### DATA TO USE ###

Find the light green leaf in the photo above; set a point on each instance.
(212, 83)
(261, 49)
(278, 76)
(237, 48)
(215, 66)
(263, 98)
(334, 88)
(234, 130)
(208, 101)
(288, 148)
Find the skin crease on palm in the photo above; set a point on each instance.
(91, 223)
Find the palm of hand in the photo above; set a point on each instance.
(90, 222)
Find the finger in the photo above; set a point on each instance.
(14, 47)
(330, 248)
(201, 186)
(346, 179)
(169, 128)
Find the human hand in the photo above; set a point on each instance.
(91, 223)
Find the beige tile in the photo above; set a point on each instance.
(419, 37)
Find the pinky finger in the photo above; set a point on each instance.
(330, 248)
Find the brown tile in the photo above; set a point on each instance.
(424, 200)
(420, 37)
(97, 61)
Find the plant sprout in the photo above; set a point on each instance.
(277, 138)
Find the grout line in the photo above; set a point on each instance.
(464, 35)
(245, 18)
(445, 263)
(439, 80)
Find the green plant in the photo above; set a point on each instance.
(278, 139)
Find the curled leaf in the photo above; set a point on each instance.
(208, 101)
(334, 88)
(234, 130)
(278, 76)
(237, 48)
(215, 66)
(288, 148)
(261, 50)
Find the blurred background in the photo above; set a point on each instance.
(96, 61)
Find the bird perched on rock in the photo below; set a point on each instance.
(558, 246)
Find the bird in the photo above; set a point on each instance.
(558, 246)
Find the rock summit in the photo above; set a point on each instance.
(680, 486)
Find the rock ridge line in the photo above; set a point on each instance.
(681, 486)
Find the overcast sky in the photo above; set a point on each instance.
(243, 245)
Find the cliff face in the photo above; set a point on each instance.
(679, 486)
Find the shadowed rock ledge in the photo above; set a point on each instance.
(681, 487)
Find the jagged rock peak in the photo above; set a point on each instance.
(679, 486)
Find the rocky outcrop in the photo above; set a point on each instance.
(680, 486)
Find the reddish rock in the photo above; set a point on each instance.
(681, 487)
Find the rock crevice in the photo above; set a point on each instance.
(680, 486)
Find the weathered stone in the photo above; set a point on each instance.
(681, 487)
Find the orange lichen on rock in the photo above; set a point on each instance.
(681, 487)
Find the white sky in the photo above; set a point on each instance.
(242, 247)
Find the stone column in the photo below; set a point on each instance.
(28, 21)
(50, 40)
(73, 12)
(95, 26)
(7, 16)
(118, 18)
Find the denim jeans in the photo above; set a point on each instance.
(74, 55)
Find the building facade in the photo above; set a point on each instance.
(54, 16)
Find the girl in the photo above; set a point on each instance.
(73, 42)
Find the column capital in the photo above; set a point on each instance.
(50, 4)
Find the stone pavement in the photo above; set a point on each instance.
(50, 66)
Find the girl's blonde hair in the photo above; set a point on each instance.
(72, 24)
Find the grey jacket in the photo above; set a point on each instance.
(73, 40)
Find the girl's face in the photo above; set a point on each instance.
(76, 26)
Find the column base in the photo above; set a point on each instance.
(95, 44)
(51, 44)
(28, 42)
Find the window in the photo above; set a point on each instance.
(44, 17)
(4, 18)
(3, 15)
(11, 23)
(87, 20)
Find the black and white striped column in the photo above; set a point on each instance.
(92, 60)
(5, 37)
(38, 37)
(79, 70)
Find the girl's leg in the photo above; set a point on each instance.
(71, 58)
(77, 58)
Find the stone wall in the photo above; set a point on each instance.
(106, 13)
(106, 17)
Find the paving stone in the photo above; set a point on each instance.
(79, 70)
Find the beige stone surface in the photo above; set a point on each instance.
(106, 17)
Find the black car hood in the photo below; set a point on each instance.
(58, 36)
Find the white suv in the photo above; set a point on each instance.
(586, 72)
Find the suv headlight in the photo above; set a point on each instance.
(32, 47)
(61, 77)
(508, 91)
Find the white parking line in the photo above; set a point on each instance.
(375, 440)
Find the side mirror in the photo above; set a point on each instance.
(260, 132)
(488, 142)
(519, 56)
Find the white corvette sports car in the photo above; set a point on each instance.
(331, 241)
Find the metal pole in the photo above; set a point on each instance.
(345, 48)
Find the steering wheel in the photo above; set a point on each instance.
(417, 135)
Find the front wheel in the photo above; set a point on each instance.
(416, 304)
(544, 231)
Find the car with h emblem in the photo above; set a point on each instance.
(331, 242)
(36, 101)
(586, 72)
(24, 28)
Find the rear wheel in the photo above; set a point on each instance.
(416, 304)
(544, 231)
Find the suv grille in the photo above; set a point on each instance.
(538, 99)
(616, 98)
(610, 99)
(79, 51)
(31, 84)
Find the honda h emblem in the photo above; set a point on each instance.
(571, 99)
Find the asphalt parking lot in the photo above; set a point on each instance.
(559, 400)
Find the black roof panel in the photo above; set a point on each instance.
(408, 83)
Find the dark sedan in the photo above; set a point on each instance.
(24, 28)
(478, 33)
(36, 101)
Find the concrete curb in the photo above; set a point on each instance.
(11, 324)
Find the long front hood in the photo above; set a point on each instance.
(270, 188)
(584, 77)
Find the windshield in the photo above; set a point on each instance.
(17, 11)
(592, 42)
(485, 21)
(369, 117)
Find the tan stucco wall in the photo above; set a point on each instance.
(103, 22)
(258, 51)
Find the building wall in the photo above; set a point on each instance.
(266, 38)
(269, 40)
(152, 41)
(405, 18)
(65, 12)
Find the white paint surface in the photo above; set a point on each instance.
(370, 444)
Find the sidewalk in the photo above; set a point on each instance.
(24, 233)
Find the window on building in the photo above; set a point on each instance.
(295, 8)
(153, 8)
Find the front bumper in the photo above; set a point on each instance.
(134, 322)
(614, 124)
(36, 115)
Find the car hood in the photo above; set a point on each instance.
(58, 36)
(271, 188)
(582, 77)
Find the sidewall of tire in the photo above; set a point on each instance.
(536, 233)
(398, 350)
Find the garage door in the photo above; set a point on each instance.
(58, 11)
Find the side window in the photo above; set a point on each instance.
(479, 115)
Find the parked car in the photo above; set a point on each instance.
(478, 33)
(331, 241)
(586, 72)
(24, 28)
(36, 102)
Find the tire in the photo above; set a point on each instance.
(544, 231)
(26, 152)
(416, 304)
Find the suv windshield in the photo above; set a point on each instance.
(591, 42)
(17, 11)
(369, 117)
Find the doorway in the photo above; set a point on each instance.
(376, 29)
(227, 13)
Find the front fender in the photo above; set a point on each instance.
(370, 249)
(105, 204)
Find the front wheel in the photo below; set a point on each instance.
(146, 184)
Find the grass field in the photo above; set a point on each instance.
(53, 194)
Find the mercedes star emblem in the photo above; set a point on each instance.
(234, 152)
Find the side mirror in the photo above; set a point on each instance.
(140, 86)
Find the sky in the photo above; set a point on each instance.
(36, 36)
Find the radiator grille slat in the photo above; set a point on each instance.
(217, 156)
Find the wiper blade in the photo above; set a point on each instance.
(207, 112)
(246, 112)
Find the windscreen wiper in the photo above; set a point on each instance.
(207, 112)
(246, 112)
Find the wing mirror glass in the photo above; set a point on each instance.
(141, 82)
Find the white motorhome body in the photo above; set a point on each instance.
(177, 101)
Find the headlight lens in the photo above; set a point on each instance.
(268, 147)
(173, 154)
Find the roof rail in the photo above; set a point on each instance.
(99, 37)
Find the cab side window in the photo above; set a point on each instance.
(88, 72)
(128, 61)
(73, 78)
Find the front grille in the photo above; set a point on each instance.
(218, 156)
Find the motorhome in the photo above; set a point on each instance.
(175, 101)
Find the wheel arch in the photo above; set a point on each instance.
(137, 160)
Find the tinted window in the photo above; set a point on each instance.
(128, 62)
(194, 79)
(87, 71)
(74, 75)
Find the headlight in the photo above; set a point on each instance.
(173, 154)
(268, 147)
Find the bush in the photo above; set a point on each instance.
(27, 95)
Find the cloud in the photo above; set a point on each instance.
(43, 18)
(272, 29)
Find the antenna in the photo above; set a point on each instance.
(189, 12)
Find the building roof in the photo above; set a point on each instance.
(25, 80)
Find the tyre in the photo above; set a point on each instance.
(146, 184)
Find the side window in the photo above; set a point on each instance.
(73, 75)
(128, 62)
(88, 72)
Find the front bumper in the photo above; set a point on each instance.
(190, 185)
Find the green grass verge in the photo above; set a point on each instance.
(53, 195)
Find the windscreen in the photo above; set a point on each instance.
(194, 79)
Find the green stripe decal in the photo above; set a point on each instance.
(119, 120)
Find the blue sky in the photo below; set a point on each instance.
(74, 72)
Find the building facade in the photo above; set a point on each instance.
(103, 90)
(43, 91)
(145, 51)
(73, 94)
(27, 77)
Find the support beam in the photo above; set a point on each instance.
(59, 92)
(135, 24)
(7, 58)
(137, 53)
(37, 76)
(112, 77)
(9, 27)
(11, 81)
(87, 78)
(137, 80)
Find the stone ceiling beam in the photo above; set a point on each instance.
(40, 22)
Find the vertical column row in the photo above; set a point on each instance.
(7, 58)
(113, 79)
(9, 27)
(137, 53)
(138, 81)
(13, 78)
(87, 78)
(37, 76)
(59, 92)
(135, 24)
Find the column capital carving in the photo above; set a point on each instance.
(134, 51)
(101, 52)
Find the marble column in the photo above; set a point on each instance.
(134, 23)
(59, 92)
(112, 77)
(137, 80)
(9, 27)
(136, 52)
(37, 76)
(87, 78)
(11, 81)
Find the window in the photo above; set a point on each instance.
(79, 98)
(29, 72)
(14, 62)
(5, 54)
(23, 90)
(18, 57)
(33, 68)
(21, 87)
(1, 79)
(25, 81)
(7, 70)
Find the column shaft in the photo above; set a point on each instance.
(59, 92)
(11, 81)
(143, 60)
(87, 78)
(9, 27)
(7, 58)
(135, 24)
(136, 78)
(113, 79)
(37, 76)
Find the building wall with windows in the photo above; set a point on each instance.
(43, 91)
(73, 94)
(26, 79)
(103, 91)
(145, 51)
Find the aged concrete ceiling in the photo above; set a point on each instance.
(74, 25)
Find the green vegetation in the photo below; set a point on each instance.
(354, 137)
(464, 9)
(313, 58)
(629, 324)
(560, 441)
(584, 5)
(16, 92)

###

PROBLEM DESCRIPTION - Nothing but the lines from the one with "Find the blue" through the end of the data above should be repeated, each exactly as it stands.

THE RESPONSE -
Find the blue sky in the photo below; set a point on each instance.
(74, 72)
Find the building facade in the photo above; set a point on each instance.
(103, 90)
(43, 91)
(145, 51)
(73, 94)
(27, 77)
Find the support beam in the photo above; set a point on each instance.
(59, 92)
(135, 24)
(7, 58)
(137, 53)
(37, 76)
(112, 77)
(9, 27)
(11, 81)
(87, 78)
(137, 80)
Find the stone ceiling beam in the photo above; set a point on each instance.
(40, 22)
Find the vertical column row in the photo above; set a point on each instance.
(7, 58)
(113, 79)
(9, 27)
(137, 53)
(138, 81)
(13, 78)
(87, 78)
(37, 76)
(59, 92)
(135, 24)
Find the column capital carving in the photo above; set a point on each instance.
(134, 51)
(101, 52)
Find the marble column in the photo above; set a point on each instance.
(134, 23)
(59, 92)
(112, 77)
(137, 80)
(9, 27)
(136, 52)
(37, 76)
(87, 78)
(11, 81)
Find the window in the photo above; set a point on each instance.
(79, 98)
(29, 72)
(14, 62)
(5, 54)
(23, 90)
(18, 57)
(33, 68)
(21, 87)
(1, 79)
(25, 81)
(7, 70)
Find the column shaft in the photo above; set a point on each instance.
(59, 92)
(11, 81)
(143, 60)
(87, 78)
(9, 27)
(7, 58)
(135, 24)
(136, 78)
(113, 79)
(37, 76)
Find the building wall with windows in the photo above; set a point on each instance.
(43, 91)
(73, 94)
(26, 79)
(103, 91)
(145, 51)
Find the aged concrete ceiling in the photo above; set a point on each instance.
(74, 25)
Find the green vegetation in the photo below; set a point on each instance.
(354, 137)
(464, 9)
(313, 58)
(629, 324)
(560, 441)
(584, 5)
(16, 92)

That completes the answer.